▸ Your task:
In the basketball passage, what field shooting did the Mavericks hold Wade to in Game 2?

The Mavs then ran away with Game 2 in the lone blowout of the series. Nearly all of the attention was focused on O'Neal's struggles, but just as big for the Mavericks was the way they contained Wade, holding him to 6-of-19 shooting from the field.
Riley was asked about Wade's struggles before Game 3, and he predicted Wade would bounce back.
"I watched Jerry West and Wilt Chamberlain and Elgin Baylor and all of these guys play and I've coached a lot of the great ones," Riley said. "And I've seen the great ones attacked, just absolutely attacked by defenses, and doubled and tripled and hit and knocked and scratched and kicked and whatever it takes to stop them. I'm not saying this has happened to Dwyane, but over the last couple of years, he's started to see things and started to feel things that he's never experienced before.
"And he'll get used to it. He's always been one of those guys that has stepped up and taken the challenge and I know he wasn't happy with what happened in Game 2. So I fully expect him to respond."
Making Wade's play even more impressive is that he's doing it with so little help, especially from O'Neal.

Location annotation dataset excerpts
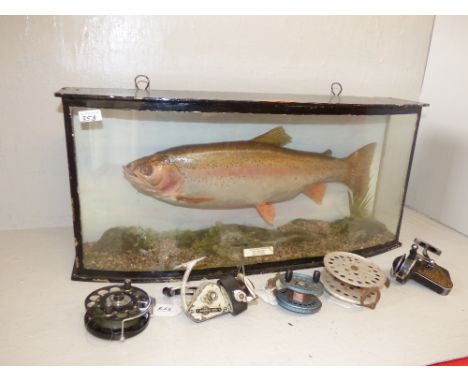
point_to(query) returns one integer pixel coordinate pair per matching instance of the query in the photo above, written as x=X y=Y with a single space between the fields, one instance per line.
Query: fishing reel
x=299 y=292
x=117 y=312
x=353 y=279
x=421 y=268
x=212 y=299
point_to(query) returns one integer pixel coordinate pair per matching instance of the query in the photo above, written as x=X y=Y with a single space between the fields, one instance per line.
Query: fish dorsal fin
x=276 y=136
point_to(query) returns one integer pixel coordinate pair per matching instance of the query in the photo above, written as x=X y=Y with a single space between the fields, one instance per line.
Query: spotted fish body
x=256 y=173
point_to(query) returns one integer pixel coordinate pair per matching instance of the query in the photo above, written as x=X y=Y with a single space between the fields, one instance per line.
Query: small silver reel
x=212 y=299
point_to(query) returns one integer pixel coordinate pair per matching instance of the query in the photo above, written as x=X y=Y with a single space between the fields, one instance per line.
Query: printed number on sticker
x=87 y=116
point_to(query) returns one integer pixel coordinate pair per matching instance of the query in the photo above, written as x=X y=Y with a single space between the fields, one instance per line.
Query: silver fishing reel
x=212 y=299
x=117 y=312
x=421 y=268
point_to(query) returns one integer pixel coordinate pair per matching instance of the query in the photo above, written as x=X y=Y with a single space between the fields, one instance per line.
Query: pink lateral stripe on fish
x=242 y=174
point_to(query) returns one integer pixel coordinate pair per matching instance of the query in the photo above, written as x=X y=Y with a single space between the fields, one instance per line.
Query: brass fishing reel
x=117 y=312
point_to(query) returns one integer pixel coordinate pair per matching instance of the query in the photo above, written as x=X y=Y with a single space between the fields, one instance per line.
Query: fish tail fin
x=359 y=162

▸ Written response:
6-of-19